### To do
Print out the complete set of records below, exactly as they read.

### Extracted material
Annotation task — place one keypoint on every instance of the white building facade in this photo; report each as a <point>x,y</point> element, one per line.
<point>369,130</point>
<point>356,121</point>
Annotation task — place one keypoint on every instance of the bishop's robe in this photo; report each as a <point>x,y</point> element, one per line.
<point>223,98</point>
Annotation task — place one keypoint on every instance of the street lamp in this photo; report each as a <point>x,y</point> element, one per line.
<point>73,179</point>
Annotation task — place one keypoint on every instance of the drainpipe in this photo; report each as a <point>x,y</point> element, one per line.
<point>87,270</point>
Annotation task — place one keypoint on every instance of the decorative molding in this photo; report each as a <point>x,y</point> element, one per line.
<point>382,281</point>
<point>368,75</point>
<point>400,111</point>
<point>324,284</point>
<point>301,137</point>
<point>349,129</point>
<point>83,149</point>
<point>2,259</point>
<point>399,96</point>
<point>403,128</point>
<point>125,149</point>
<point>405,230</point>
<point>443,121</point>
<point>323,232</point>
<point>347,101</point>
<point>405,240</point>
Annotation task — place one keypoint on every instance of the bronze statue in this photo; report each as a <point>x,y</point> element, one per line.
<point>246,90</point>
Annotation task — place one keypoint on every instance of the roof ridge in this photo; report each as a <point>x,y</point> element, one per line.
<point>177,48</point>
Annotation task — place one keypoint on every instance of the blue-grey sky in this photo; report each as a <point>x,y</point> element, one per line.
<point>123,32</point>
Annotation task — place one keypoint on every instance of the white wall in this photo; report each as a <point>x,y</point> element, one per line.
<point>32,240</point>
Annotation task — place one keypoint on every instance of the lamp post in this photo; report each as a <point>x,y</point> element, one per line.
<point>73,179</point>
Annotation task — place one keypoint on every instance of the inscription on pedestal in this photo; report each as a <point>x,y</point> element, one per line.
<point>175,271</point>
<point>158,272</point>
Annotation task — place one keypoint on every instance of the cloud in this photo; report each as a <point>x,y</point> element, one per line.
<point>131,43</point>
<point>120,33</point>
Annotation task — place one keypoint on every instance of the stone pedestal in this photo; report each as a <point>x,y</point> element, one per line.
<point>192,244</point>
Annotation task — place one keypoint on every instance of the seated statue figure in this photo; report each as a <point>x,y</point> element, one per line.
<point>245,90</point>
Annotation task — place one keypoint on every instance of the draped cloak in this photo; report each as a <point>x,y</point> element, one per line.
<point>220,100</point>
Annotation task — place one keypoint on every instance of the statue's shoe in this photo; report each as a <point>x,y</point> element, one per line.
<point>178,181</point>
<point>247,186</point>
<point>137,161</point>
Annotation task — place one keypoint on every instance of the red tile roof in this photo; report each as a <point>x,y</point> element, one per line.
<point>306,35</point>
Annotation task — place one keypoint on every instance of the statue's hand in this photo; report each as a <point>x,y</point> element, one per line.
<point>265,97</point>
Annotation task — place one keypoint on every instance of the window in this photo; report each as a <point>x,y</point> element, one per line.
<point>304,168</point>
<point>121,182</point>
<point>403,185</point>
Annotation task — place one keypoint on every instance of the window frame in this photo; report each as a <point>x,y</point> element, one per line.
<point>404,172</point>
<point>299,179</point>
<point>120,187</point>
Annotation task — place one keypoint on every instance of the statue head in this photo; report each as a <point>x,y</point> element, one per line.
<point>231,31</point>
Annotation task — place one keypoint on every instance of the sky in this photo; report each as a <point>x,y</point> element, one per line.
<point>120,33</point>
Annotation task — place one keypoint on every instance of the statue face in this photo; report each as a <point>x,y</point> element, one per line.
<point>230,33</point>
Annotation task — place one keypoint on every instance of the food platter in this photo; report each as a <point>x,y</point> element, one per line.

### Answer box
Annotation task — place one keypoint on every instance of the white building facade in this photo; report each as a <point>x,y</point> element, one per line.
<point>369,130</point>
<point>356,121</point>
Annotation task — place one keypoint on every instance of the bishop's robe in this photo; report each as a <point>x,y</point> element, one per line.
<point>223,98</point>
Annotation task — place one keypoint on every instance of the street lamp in this photo; report each as a <point>x,y</point> element, one per line.
<point>73,179</point>
Annotation task — place one keypoint on every instance of the drainpipe in this photo; report each as a <point>x,y</point> element, one per line.
<point>87,270</point>
Annotation task — place one keypoint on every instance of the decorative molding in this photo; report each as a <point>x,y</point> element, one per line.
<point>382,281</point>
<point>368,75</point>
<point>400,111</point>
<point>324,284</point>
<point>301,137</point>
<point>349,129</point>
<point>83,149</point>
<point>2,259</point>
<point>399,96</point>
<point>403,128</point>
<point>125,149</point>
<point>405,230</point>
<point>443,121</point>
<point>323,232</point>
<point>347,101</point>
<point>405,240</point>
Annotation task — place one keypoint on every instance of the bronze statue in this photo; report each as a <point>x,y</point> element, one per line.
<point>246,90</point>
Annotation task — place one keypoint on every instance of the roof ridge in this photo; report each as a <point>x,y</point> element, one per line.
<point>177,48</point>
Annotation task — place one keypoint on every instance of the blue-grey sky in this photo; report each as a <point>x,y</point> element, one per line.
<point>123,32</point>
Annotation task — place one keypoint on every instance of the white wall in this photo; report each as a <point>x,y</point> element, one per line.
<point>32,240</point>
Annotation task — place one keypoint on every instance of the lamp post in this photo; report each as a <point>x,y</point> element, one per line.
<point>73,179</point>
Annotation task — place one keypoint on every instance of the inscription on pedestal in this photo; report each as a <point>x,y</point> element, one per line.
<point>175,271</point>
<point>158,272</point>
Annotation task — place one keypoint on every instance of the cloud in this photo; report each as a <point>x,y</point> element, one per line.
<point>131,43</point>
<point>120,33</point>
Annotation task — place one keypoint on every instance of the stone pedestal in this photo; report each as a <point>x,y</point> element, one per line.
<point>192,244</point>
Annotation task — place one keypoint on every instance of the seated statue figure in this photo; report each as a <point>x,y</point> element, one per line.
<point>245,90</point>
Annotation task — place one keypoint on every instance of the draped cloak in this photo; report each as a <point>x,y</point> element, one per line.
<point>220,100</point>
Annotation task — place one keypoint on every instance of the statue's shoe in this photo; report each as a <point>x,y</point> element, one per line.
<point>178,181</point>
<point>247,186</point>
<point>137,161</point>
Annotation task — place one keypoint on every instance of the red tile roof in this photo; report each as a <point>x,y</point> element, one per line.
<point>306,35</point>
Annotation task — place one keypoint on every instance of the statue's hand in this photo; report each as a <point>x,y</point> element, one per line.
<point>265,97</point>
Annotation task — place one keypoint on every instance of the window in this photo; report each as a <point>x,y</point> element, one per line.
<point>304,168</point>
<point>121,182</point>
<point>403,185</point>
Annotation task — place one keypoint on every instance of the window frame in this photo; report each as a <point>x,y</point> element, one per line.
<point>404,172</point>
<point>299,179</point>
<point>120,187</point>
Annotation task — place one keypoint on every instance of the statue head in this photo; report each as a <point>x,y</point> element, one per line.
<point>231,31</point>
Annotation task — place one keypoint on every instance of the sky in this photo; report each as a <point>x,y</point> element, one per line.
<point>120,33</point>
Annotation task — place one keypoint on every instance of the statue face in this photo; report each as a <point>x,y</point> element, one per line.
<point>230,33</point>
Annotation task — place one keypoint on every instance of the food platter in this photo; report each as a <point>x,y</point> element, one per line.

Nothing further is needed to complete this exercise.